■ EXERCISE PROMPT ■
Once you have checked the records that follow, state how many of their lines hold "pole", giving the number only.

■ SOURCE MATERIAL ■
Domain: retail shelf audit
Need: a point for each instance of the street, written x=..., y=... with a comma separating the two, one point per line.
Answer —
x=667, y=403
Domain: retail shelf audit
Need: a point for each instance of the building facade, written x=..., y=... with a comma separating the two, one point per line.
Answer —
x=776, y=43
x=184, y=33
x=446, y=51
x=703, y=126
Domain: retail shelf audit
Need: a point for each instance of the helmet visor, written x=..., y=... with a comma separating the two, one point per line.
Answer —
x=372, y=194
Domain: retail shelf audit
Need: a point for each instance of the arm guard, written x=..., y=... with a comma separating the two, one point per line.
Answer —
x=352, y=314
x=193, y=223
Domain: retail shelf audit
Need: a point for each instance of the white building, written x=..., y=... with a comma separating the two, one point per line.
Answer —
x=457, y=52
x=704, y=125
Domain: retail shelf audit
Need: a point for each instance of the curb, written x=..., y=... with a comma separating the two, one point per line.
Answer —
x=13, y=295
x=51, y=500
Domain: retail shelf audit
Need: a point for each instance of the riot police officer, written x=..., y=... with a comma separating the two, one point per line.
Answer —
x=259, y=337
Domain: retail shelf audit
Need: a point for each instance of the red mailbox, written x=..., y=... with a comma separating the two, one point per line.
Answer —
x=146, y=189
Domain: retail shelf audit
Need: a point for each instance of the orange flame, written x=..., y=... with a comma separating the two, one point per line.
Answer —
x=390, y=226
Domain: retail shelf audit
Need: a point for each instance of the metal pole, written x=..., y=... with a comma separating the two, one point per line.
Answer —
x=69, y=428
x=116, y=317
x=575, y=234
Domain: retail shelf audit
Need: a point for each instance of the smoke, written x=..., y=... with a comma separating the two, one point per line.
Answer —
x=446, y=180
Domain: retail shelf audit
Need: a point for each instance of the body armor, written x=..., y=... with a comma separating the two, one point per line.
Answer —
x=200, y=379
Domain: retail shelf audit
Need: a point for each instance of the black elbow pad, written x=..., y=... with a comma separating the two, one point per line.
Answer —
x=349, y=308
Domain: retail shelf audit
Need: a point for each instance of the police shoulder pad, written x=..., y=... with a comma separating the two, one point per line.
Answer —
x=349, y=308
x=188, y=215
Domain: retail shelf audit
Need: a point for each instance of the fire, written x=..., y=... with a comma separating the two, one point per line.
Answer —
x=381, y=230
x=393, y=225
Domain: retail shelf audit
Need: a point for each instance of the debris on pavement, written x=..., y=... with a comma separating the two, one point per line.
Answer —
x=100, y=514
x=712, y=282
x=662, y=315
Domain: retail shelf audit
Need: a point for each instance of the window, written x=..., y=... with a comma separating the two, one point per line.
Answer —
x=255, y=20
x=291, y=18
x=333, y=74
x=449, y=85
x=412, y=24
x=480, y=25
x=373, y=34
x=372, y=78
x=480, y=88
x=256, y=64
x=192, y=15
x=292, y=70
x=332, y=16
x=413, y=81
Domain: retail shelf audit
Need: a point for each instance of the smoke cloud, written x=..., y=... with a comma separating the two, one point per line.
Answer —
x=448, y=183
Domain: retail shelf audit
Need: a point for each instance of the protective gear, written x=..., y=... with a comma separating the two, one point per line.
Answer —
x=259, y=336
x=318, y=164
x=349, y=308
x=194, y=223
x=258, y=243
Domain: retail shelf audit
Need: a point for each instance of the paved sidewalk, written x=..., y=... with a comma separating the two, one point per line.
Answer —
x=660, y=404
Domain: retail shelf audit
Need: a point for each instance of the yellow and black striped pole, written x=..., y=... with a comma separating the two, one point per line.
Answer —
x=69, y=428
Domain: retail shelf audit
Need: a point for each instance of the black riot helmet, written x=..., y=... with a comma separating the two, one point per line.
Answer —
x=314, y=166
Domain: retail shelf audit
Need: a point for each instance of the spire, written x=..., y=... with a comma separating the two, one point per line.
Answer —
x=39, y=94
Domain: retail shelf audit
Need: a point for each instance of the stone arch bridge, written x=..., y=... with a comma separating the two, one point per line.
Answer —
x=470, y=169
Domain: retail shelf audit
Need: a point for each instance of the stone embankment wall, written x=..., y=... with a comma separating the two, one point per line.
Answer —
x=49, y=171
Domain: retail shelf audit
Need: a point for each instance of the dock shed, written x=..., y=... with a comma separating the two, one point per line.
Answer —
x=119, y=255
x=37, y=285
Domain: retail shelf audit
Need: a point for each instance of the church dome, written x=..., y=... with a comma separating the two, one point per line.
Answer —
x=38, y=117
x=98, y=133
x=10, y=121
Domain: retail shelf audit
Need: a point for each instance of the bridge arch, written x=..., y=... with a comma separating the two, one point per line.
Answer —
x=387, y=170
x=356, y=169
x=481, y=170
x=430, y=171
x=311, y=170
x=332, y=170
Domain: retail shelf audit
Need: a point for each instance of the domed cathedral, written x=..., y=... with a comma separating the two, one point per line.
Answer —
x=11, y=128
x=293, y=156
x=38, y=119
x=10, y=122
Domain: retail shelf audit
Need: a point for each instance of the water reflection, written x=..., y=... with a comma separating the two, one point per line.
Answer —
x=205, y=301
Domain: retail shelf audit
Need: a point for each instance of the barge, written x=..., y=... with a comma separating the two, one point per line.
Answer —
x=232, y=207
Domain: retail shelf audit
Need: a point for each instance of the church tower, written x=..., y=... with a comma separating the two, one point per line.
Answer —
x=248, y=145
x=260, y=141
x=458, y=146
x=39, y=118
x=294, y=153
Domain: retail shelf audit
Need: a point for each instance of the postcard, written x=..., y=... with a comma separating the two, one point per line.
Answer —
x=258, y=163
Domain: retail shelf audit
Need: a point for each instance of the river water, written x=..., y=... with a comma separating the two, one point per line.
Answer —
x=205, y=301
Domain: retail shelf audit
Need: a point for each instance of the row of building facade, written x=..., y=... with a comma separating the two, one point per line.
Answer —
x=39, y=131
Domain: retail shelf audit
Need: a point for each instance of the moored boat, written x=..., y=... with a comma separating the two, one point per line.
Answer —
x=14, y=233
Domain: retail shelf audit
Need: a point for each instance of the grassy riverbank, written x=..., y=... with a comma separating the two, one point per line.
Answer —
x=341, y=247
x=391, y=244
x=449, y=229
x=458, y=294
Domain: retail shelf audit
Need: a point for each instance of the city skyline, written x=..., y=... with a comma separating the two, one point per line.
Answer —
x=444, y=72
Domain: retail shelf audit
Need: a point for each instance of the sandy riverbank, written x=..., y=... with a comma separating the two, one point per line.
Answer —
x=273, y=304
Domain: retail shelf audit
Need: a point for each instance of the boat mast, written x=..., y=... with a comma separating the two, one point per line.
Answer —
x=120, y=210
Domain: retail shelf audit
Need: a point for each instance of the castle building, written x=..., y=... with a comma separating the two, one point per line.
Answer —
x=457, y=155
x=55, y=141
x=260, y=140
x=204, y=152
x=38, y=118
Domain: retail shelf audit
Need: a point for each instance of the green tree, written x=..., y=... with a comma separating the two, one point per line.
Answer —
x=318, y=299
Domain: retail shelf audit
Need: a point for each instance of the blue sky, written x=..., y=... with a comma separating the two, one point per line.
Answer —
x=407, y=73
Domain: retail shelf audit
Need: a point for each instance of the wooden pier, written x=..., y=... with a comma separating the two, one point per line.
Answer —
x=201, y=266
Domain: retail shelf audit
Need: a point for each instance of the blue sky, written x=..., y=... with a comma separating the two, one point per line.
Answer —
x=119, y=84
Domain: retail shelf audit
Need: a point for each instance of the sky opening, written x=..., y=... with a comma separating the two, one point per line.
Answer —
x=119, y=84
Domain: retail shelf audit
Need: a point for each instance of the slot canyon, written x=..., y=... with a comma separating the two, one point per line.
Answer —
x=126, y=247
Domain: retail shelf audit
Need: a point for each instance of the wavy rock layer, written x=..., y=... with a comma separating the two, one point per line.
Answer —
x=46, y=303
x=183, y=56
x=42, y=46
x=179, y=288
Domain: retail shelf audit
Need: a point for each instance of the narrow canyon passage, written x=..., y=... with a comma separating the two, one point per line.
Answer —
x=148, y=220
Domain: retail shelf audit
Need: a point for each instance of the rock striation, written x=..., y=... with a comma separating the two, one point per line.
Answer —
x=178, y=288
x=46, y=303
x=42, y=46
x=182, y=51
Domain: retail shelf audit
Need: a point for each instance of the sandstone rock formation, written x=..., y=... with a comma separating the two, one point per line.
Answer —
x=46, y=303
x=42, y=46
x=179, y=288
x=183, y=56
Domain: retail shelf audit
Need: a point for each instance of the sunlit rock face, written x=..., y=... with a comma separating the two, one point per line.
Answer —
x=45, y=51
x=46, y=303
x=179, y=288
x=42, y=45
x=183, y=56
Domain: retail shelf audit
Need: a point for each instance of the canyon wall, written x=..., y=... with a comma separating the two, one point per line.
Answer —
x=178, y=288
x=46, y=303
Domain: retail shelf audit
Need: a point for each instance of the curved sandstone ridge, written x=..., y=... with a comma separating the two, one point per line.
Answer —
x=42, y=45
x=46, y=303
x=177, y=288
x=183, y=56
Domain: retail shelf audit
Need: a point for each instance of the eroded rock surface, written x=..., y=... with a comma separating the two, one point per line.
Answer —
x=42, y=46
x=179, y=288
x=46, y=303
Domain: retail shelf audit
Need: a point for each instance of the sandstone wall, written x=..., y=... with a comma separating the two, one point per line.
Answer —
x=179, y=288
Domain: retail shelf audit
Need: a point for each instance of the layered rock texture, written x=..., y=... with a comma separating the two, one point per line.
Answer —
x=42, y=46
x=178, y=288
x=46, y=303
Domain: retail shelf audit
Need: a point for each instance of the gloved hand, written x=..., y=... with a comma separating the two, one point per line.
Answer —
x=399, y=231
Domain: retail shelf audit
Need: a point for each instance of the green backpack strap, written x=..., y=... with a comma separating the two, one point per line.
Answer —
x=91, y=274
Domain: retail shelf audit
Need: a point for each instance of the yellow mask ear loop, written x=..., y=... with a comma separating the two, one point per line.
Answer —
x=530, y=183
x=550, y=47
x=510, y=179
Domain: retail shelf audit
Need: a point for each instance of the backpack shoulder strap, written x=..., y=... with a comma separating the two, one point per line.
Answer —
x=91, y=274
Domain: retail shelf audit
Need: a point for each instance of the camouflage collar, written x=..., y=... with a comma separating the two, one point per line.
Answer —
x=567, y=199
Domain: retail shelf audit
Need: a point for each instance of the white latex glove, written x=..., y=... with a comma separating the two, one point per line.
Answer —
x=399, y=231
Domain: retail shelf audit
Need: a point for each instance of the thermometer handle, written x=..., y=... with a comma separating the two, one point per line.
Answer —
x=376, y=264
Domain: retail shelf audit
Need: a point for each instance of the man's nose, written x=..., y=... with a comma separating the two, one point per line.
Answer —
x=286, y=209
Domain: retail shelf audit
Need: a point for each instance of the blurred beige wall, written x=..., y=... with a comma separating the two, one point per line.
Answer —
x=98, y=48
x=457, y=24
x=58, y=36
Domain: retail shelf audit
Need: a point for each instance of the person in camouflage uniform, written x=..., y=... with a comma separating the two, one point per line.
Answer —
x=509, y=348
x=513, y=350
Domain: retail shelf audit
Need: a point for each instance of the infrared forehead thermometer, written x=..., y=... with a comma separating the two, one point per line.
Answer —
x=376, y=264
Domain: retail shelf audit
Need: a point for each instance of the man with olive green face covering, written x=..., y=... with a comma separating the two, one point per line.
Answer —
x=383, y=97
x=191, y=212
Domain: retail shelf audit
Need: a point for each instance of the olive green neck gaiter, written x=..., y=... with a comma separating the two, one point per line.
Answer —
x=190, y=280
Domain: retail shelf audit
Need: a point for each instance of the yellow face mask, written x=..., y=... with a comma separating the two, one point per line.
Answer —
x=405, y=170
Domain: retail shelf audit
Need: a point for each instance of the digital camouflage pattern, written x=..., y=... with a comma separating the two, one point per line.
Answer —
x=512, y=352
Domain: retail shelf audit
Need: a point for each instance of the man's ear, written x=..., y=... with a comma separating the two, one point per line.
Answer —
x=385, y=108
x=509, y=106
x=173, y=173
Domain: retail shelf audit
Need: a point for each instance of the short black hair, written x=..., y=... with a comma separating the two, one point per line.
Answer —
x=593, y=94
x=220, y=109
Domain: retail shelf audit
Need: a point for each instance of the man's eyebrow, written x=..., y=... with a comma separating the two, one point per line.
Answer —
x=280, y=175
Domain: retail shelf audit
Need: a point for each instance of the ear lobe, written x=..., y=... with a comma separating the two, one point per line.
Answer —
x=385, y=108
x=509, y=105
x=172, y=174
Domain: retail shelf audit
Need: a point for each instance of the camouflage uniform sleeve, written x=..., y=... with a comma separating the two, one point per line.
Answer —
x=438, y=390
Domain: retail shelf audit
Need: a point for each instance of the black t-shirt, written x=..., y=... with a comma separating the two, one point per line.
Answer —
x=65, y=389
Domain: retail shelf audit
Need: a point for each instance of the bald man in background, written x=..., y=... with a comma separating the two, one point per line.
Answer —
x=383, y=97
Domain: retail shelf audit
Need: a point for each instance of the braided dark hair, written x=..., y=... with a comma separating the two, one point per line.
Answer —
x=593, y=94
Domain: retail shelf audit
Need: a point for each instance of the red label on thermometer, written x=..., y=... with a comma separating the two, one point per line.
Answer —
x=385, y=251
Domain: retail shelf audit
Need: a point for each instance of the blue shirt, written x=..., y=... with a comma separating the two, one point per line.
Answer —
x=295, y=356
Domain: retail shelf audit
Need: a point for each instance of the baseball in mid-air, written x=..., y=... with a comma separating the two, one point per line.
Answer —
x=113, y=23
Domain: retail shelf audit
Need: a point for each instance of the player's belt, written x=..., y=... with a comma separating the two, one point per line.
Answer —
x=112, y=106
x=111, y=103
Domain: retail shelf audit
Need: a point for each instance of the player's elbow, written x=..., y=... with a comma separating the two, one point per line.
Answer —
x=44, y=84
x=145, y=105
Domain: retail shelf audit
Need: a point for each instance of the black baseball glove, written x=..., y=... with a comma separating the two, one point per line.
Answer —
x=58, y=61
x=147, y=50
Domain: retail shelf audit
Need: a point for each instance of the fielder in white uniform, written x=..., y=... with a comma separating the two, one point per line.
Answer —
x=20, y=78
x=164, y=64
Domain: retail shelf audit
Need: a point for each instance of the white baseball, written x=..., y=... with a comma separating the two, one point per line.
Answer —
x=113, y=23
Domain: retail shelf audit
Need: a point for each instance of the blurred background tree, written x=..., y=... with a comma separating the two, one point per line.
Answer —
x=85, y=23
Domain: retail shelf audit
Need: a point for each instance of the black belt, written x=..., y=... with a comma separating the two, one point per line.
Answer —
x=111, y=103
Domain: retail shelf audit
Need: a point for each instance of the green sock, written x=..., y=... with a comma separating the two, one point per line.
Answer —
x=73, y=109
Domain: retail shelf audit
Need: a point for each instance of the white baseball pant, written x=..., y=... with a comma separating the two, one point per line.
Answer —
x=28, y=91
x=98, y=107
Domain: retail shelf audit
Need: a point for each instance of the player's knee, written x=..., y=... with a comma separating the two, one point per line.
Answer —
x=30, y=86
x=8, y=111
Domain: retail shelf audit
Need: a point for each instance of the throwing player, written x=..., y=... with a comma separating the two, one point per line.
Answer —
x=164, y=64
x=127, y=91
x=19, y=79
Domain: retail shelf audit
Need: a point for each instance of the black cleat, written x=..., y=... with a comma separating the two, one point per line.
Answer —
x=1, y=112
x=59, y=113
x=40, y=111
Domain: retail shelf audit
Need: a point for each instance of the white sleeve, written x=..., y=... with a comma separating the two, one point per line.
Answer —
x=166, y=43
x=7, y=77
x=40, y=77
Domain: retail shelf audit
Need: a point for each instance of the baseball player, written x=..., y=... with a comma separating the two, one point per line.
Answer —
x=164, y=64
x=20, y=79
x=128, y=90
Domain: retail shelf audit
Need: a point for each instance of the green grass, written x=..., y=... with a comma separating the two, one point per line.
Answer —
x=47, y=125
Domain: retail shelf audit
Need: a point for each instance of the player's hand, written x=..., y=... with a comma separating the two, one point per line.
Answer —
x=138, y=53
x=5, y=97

■ RESPONSE BELOW ■
2